»»
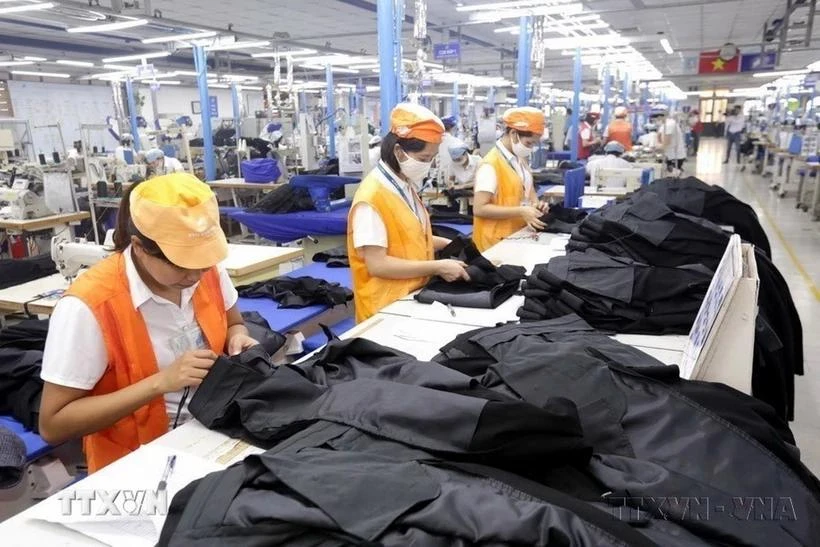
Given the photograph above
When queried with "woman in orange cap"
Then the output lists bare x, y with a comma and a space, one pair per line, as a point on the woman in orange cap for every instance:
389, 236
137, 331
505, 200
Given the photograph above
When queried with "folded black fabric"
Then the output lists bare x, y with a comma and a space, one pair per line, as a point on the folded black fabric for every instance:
««
»»
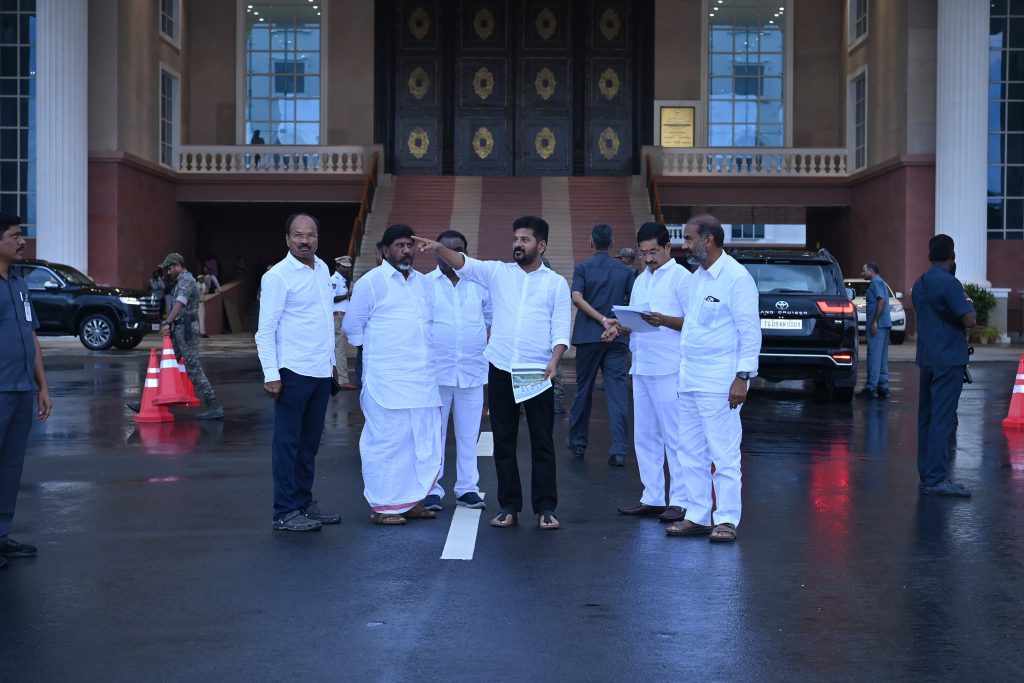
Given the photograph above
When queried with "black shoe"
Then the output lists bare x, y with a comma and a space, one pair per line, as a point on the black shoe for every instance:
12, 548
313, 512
««
__PROBLEM STATEMENT__: Your whole answer should be one number, the count of lines in the records that hold "When".

__RESPONSE AREA__: 3